(WORK INSTRUCTIONS) Starting at the line that has "Task: annotate the hazy horizon." and continuing through the end of the items, reproduce only those lines with "instance" swapped for "object" and everything else unchanged.
-- start --
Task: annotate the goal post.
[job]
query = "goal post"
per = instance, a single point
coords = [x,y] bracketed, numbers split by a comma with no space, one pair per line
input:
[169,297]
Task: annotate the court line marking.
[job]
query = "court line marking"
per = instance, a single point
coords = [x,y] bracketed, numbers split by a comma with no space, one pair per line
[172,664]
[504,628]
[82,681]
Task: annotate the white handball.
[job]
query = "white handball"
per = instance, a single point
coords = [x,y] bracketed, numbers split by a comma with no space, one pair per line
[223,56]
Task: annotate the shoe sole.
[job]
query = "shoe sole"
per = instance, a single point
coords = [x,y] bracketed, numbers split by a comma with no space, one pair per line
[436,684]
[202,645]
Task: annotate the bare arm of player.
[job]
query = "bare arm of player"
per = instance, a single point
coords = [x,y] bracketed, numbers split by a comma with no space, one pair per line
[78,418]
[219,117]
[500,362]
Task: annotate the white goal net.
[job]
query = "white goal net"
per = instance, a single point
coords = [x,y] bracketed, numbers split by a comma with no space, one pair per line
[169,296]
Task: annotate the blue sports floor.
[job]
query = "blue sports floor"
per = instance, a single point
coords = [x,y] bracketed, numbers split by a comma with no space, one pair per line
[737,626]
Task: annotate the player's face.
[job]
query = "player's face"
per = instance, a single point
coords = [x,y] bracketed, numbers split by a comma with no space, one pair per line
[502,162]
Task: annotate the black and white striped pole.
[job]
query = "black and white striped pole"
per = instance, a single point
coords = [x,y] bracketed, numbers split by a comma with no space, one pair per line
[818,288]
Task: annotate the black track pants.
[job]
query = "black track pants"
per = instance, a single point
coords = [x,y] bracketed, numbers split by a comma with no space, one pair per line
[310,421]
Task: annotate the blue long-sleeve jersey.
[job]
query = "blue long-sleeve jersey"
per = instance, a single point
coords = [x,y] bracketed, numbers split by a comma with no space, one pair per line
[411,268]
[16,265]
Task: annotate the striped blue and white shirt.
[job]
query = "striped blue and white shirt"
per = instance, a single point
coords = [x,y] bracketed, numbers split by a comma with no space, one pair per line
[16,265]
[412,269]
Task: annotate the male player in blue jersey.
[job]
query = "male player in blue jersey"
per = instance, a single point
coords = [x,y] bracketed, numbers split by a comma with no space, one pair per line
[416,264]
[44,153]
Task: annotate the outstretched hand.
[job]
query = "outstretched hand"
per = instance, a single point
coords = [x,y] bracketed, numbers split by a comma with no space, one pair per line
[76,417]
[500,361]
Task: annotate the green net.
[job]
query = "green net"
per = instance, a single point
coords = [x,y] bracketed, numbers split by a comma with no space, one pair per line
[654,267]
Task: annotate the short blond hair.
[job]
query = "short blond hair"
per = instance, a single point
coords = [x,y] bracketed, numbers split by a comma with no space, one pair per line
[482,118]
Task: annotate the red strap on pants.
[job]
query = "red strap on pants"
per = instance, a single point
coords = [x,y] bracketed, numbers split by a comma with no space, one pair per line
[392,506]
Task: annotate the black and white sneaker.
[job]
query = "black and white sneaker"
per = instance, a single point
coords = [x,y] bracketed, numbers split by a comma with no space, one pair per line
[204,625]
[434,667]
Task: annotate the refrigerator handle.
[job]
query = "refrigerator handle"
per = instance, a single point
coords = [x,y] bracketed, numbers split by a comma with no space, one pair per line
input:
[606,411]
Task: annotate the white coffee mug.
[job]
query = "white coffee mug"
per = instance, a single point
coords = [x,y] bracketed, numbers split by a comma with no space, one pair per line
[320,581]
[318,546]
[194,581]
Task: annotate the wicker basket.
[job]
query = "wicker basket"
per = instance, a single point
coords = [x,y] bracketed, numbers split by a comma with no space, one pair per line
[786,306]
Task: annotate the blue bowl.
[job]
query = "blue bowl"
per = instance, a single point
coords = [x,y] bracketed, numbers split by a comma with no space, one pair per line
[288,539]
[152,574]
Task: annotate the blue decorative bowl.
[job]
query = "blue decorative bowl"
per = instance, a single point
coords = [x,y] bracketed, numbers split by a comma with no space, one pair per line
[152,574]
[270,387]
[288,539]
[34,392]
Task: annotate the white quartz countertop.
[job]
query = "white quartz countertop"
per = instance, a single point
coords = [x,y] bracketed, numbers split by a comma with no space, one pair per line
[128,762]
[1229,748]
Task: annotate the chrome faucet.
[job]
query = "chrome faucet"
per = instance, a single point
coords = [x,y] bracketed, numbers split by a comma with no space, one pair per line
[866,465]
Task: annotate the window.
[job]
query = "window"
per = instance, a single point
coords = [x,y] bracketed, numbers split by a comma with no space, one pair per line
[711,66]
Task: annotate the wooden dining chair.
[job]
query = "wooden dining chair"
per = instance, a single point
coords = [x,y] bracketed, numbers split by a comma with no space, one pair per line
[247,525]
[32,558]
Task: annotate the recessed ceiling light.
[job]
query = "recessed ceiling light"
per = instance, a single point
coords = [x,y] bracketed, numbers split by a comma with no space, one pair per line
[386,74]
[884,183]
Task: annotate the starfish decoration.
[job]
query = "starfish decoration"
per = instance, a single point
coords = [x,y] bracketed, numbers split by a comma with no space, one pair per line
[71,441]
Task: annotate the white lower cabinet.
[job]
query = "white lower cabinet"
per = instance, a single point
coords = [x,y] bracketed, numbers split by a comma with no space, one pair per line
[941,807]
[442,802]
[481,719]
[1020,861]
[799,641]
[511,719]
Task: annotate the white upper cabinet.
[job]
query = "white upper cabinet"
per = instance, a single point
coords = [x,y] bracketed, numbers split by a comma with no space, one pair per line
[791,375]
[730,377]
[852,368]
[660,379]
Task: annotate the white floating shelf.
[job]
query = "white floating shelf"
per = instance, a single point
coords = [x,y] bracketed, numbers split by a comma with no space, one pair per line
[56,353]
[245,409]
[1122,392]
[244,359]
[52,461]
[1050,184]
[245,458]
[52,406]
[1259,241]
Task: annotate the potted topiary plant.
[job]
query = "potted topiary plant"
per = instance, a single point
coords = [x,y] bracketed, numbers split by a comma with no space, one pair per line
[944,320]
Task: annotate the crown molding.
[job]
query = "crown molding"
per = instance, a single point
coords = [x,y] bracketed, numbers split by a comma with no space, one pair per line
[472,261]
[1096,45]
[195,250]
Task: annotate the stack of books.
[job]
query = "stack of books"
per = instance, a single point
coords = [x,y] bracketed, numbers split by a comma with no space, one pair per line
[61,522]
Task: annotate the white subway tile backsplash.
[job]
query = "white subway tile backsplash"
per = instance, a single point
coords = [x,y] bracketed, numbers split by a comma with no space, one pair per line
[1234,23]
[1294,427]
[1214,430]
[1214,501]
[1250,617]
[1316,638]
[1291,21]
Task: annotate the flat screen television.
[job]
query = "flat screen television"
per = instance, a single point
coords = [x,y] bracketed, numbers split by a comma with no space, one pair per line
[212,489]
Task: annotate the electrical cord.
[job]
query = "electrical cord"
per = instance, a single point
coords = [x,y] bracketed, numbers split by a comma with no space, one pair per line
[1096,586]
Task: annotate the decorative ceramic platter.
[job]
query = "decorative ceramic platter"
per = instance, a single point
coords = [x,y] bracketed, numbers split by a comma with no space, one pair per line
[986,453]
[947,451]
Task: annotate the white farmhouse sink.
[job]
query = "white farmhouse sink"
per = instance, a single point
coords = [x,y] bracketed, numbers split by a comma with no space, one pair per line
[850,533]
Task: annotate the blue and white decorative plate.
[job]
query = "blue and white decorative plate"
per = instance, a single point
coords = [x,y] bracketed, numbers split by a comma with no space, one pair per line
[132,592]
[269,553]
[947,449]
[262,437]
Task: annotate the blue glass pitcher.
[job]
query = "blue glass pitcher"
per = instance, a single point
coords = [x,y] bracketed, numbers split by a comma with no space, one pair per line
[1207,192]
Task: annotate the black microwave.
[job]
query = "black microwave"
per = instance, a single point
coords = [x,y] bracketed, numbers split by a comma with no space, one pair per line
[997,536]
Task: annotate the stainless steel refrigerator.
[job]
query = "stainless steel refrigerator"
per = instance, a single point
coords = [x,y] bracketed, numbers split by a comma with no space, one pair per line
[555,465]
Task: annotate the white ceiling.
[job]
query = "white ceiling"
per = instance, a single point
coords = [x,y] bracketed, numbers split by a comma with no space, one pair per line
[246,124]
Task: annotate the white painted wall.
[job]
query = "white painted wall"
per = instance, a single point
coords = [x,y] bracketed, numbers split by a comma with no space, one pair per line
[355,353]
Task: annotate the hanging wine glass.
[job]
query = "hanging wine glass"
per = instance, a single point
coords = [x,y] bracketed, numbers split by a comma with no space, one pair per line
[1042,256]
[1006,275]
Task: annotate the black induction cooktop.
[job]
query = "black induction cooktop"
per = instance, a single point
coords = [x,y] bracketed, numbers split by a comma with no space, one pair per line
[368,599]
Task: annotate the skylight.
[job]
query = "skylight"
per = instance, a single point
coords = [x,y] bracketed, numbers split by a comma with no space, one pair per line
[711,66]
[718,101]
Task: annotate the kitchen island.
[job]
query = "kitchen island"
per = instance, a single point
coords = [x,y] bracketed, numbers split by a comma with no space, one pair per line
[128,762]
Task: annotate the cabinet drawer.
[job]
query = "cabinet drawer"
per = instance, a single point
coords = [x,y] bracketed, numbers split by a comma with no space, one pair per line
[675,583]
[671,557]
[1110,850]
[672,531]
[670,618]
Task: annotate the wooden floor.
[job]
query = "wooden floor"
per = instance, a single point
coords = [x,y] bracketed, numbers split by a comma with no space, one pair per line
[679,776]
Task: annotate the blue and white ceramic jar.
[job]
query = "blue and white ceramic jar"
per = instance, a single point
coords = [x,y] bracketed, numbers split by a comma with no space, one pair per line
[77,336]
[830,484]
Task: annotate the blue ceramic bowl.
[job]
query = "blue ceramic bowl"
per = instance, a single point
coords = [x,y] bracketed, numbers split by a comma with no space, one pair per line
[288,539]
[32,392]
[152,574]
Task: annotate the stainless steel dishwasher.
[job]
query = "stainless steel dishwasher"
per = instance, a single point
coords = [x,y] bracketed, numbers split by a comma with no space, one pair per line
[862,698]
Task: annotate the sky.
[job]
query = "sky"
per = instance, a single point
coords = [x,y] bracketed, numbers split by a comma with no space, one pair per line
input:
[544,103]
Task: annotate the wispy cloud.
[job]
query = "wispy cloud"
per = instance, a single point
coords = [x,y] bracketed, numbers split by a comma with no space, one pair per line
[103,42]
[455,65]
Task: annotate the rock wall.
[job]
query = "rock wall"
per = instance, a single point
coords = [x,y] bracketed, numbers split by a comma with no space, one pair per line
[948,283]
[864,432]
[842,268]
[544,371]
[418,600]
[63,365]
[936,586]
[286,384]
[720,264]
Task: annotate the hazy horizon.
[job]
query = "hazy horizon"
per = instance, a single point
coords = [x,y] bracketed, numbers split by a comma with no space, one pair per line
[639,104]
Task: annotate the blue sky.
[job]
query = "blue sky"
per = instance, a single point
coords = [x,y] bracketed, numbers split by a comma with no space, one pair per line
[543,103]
-- end --
(RESPONSE TO THE EXERCISE)
Task: annotate the hazy horizon.
[job]
query = "hazy horizon"
per = object, a single point
coords = [x,y] bracketed, numbers split by a comma with no space, one pair per line
[639,104]
Task: annotate the blue sky.
[job]
query = "blue sky"
per = object, a single point
coords = [x,y] bracketed, numbers split by a comma with no space, one pair per line
[543,103]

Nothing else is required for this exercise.